Convierte todas las líneas del listado en una lista numerada y omite las líneas en blanco.

════════

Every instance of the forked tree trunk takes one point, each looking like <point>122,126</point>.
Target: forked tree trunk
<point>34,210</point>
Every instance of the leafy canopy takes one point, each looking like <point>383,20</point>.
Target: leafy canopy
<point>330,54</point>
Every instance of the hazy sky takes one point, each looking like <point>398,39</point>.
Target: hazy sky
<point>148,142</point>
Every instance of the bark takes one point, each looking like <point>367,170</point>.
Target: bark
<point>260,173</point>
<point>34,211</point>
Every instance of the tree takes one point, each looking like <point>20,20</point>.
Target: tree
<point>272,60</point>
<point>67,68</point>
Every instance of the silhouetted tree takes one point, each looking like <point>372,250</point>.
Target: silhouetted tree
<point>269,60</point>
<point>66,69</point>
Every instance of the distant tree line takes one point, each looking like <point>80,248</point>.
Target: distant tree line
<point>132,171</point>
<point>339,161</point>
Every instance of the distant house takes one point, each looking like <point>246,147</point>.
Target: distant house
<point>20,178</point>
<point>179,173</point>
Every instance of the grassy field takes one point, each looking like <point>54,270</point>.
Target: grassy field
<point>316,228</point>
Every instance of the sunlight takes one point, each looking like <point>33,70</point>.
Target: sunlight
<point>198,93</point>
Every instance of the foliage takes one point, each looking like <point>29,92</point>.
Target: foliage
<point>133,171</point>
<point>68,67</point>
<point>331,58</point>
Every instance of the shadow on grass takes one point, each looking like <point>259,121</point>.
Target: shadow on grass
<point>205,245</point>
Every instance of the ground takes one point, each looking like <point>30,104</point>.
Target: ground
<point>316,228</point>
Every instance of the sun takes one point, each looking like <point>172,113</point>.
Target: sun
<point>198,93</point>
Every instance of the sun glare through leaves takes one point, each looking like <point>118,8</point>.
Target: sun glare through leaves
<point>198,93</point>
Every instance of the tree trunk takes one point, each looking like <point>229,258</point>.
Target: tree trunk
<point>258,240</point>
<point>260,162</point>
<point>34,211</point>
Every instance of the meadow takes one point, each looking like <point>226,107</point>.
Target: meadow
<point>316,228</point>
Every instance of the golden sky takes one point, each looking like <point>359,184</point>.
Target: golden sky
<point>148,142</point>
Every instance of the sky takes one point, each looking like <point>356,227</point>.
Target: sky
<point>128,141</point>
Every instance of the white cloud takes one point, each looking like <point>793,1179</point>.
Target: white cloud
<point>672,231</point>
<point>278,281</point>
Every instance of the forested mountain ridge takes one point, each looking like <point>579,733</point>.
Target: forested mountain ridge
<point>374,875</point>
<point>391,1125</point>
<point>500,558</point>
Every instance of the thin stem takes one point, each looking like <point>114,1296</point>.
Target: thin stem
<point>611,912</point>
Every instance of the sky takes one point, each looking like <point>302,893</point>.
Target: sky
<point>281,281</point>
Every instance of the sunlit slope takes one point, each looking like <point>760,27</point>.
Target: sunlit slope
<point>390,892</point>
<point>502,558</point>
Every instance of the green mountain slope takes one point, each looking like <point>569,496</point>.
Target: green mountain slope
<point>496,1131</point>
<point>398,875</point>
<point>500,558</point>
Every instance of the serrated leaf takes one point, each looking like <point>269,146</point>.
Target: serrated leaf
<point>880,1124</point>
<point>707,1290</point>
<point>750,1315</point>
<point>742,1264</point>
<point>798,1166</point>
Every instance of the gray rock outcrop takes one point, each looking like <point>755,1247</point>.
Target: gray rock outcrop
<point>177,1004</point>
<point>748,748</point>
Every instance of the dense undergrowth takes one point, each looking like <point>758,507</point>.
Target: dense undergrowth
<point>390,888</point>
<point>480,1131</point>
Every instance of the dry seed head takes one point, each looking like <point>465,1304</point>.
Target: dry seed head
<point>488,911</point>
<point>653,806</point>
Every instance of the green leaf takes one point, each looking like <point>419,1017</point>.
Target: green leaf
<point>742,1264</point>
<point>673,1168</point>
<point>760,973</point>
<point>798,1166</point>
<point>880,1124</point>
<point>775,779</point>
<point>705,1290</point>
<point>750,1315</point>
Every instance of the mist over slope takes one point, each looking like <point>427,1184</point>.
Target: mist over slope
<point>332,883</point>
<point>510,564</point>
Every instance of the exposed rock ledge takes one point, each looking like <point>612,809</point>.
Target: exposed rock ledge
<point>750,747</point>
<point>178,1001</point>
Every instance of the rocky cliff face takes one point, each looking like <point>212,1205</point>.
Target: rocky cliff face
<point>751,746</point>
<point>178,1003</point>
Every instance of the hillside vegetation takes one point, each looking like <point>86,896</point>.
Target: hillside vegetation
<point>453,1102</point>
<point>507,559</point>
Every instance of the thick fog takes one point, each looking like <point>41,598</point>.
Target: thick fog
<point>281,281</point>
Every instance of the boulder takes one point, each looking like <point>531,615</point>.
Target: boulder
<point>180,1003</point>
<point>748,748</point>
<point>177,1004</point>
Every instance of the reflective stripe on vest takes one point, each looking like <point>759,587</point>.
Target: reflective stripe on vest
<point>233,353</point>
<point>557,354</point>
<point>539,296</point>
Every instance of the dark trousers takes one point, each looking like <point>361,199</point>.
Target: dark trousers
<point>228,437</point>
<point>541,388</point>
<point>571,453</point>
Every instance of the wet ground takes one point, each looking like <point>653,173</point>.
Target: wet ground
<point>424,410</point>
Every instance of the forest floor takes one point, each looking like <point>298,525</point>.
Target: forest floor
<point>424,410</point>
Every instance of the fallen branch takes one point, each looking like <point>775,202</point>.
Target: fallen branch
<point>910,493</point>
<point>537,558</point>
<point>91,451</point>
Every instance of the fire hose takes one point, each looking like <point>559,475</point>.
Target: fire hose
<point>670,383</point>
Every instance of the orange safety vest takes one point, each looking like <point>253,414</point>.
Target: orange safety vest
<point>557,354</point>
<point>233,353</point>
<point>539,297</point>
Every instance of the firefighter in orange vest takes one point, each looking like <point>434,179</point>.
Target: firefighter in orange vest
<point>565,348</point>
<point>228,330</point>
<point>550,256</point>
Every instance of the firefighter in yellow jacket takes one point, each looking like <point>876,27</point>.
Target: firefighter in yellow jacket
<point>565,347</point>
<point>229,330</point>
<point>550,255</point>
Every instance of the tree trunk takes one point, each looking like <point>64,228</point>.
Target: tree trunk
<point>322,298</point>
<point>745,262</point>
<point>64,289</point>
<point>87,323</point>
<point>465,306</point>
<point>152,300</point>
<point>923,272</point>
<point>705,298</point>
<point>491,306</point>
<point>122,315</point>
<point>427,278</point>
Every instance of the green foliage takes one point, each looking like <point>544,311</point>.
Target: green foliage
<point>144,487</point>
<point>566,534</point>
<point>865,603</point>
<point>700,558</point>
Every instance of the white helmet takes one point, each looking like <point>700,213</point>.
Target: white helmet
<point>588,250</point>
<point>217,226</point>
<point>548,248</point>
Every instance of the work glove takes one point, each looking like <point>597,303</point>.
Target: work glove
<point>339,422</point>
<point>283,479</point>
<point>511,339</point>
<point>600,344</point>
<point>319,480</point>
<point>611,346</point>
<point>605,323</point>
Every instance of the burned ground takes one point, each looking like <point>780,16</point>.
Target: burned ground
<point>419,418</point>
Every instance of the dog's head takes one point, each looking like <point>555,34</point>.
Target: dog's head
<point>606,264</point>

════════

▶ [Resultado final]
1. Every instance of the forked tree trunk takes one point, each looking like <point>122,126</point>.
2. Target: forked tree trunk
3. <point>34,210</point>
4. Every instance of the leafy canopy takes one point, each looking like <point>383,20</point>.
5. Target: leafy canopy
6. <point>330,54</point>
7. Every instance of the hazy sky takes one point, each looking like <point>398,39</point>.
8. Target: hazy sky
9. <point>148,142</point>
10. Every instance of the bark takes one point, each looking like <point>367,170</point>.
11. Target: bark
12. <point>260,173</point>
13. <point>34,211</point>
14. Every instance of the tree takes one point, each looking like <point>20,20</point>.
15. Target: tree
16. <point>272,60</point>
17. <point>67,68</point>
18. Every instance of the silhouetted tree takes one point, each looking like <point>372,250</point>.
19. Target: silhouetted tree
20. <point>269,60</point>
21. <point>66,69</point>
22. Every instance of the distant tree line takes one point, each looking like <point>80,248</point>.
23. Target: distant tree line
24. <point>132,171</point>
25. <point>339,161</point>
26. Every instance of the distant house takes one point, each looking like <point>246,147</point>.
27. Target: distant house
28. <point>20,178</point>
29. <point>179,173</point>
30. Every instance of the grassy field takes one point, each looking like <point>54,270</point>.
31. Target: grassy field
32. <point>316,228</point>
33. Every instance of the sunlight takes one point, each looking like <point>33,70</point>.
34. Target: sunlight
35. <point>198,93</point>
36. Every instance of the foliage takes one point, each looking like <point>29,92</point>.
37. Target: foliage
38. <point>133,171</point>
39. <point>68,67</point>
40. <point>331,58</point>
41. Every instance of the shadow on grass takes one point, each looking like <point>259,121</point>.
42. Target: shadow on grass
43. <point>205,245</point>
44. Every instance of the ground takes one point, each looking like <point>30,104</point>.
45. Target: ground
46. <point>316,228</point>
47. Every instance of the sun takes one point, each looking like <point>172,113</point>.
48. Target: sun
49. <point>198,93</point>
50. Every instance of the sun glare through leaves takes one point, each looking like <point>118,8</point>.
51. Target: sun glare through leaves
52. <point>198,93</point>
53. Every instance of the tree trunk takes one point, each looking like <point>229,258</point>.
54. Target: tree trunk
55. <point>258,240</point>
56. <point>260,162</point>
57. <point>34,211</point>
58. Every instance of the meadow takes one point, each looking like <point>226,107</point>.
59. Target: meadow
60. <point>316,228</point>
61. Every instance of the golden sky takes one point, each looking like <point>359,184</point>.
62. Target: golden sky
63. <point>148,142</point>
64. Every instance of the sky takes one point, each looking like <point>356,227</point>.
65. Target: sky
66. <point>128,141</point>
67. Every instance of the white cloud takes one point, each looking like <point>793,1179</point>.
68. Target: white cloud
69. <point>672,231</point>
70. <point>278,281</point>
71. Every instance of the forested mountain ridge takes one point, each looking like <point>579,733</point>.
72. Target: forested mountain ridge
73. <point>374,875</point>
74. <point>391,1125</point>
75. <point>500,558</point>
76. Every instance of the thin stem takes one point, each looking like <point>114,1296</point>.
77. Target: thin stem
78. <point>611,912</point>
79. Every instance of the sky takes one point, each looking like <point>302,893</point>.
80. Target: sky
81. <point>281,281</point>
82. Every instance of the sunlit slope takes one point, each looking like <point>760,27</point>.
83. Target: sunlit slope
84. <point>390,892</point>
85. <point>502,558</point>
86. Every instance of the green mountain slope takes one point, each looking like <point>569,496</point>.
87. Target: green mountain slope
88. <point>496,1131</point>
89. <point>398,875</point>
90. <point>500,558</point>
91. Every instance of the serrated leaf takes one point, each looking like <point>269,146</point>.
92. Target: serrated leaf
93. <point>880,1124</point>
94. <point>707,1290</point>
95. <point>750,1315</point>
96. <point>742,1264</point>
97. <point>798,1166</point>
98. Every instance of the gray rock outcrop takes one point, each looking like <point>755,1247</point>.
99. Target: gray rock outcrop
100. <point>177,1004</point>
101. <point>748,748</point>
102. Every instance of the dense undergrowth takes one point, each looking like <point>758,507</point>.
103. Target: dense undergrowth
104. <point>390,888</point>
105. <point>480,1131</point>
106. Every instance of the dry seed head takes one point, each looking like <point>465,1304</point>.
107. Target: dry seed head
108. <point>488,911</point>
109. <point>653,806</point>
110. Every instance of the green leaf takes one point, each looking like <point>419,1017</point>.
111. Target: green leaf
112. <point>742,1264</point>
113. <point>673,1168</point>
114. <point>760,973</point>
115. <point>798,1166</point>
116. <point>880,1124</point>
117. <point>775,779</point>
118. <point>705,1290</point>
119. <point>750,1315</point>
120. Every instance of the mist over slope takes one point, each looking like <point>427,1184</point>.
121. Target: mist over slope
122. <point>332,883</point>
123. <point>510,564</point>
124. Every instance of the exposed rock ledge takes one point, each looking like <point>612,809</point>.
125. Target: exposed rock ledge
126. <point>750,747</point>
127. <point>178,1001</point>
128. Every instance of the rocky cliff face takes one point, each looking like <point>212,1205</point>.
129. Target: rocky cliff face
130. <point>751,746</point>
131. <point>178,1003</point>
132. Every instance of the hillside vegetation takes one point, each looking like <point>86,896</point>.
133. Target: hillside vegetation
134. <point>453,1102</point>
135. <point>507,559</point>
136. Every instance of the thick fog takes one point, each looking like <point>41,598</point>.
137. Target: thick fog
138. <point>281,281</point>
139. Every instance of the boulder takes one point, each looking like <point>531,615</point>.
140. Target: boulder
141. <point>180,1003</point>
142. <point>748,748</point>
143. <point>177,1004</point>
144. Every instance of the reflective stripe on vest takes one point, each looking like <point>759,587</point>.
145. Target: reflective stripe on vest
146. <point>233,353</point>
147. <point>557,354</point>
148. <point>539,296</point>
149. Every instance of the dark trousers takes one point, each looking like <point>361,199</point>.
150. Target: dark trousers
151. <point>228,437</point>
152. <point>541,388</point>
153. <point>571,453</point>
154. Every instance of the wet ground takes one point, each looking like <point>653,173</point>.
155. Target: wet ground
156. <point>424,410</point>
157. Every instance of the forest floor takes one point, each looking like <point>298,525</point>.
158. Target: forest floor
159. <point>424,410</point>
160. Every instance of the fallen branch takes one point, each looking like <point>775,202</point>.
161. Target: fallen branch
162. <point>910,493</point>
163. <point>537,558</point>
164. <point>91,451</point>
165. Every instance of the fire hose takes one point, each looking like <point>559,475</point>.
166. Target: fire hose
167. <point>670,383</point>
168. Every instance of the orange safety vest takes one point, each looking like <point>253,414</point>.
169. Target: orange safety vest
170. <point>557,354</point>
171. <point>233,353</point>
172. <point>539,297</point>
173. Every instance of the firefighter in orange vest takes one point, each looking like <point>434,179</point>.
174. Target: firefighter in orange vest
175. <point>565,348</point>
176. <point>228,330</point>
177. <point>550,256</point>
178. Every instance of the firefighter in yellow jacket takes one point, each looking like <point>876,27</point>.
179. Target: firefighter in yellow jacket
180. <point>565,347</point>
181. <point>229,330</point>
182. <point>550,255</point>
183. Every instance of the tree trunk takes one point, each looking like <point>64,228</point>.
184. Target: tree trunk
185. <point>322,298</point>
186. <point>745,262</point>
187. <point>64,289</point>
188. <point>87,323</point>
189. <point>465,306</point>
190. <point>152,300</point>
191. <point>923,272</point>
192. <point>705,298</point>
193. <point>491,306</point>
194. <point>122,315</point>
195. <point>427,278</point>
196. Every instance of the green foliage takes one point, each looking like <point>544,311</point>.
197. Target: green foliage
198. <point>144,487</point>
199. <point>566,534</point>
200. <point>865,603</point>
201. <point>700,558</point>
202. Every instance of the white helmet takes one point, each looking like <point>700,213</point>.
203. Target: white helmet
204. <point>588,250</point>
205. <point>217,226</point>
206. <point>548,248</point>
207. Every instance of the work glove takes one point, each looking like <point>597,303</point>.
208. Target: work glove
209. <point>339,422</point>
210. <point>283,479</point>
211. <point>511,339</point>
212. <point>600,344</point>
213. <point>319,480</point>
214. <point>611,346</point>
215. <point>605,323</point>
216. Every instance of the burned ground takes one point, each looking like <point>780,16</point>.
217. Target: burned ground
218. <point>419,418</point>
219. Every instance of the dog's head takes one point, each looking like <point>555,34</point>.
220. Target: dog's head
221. <point>606,264</point>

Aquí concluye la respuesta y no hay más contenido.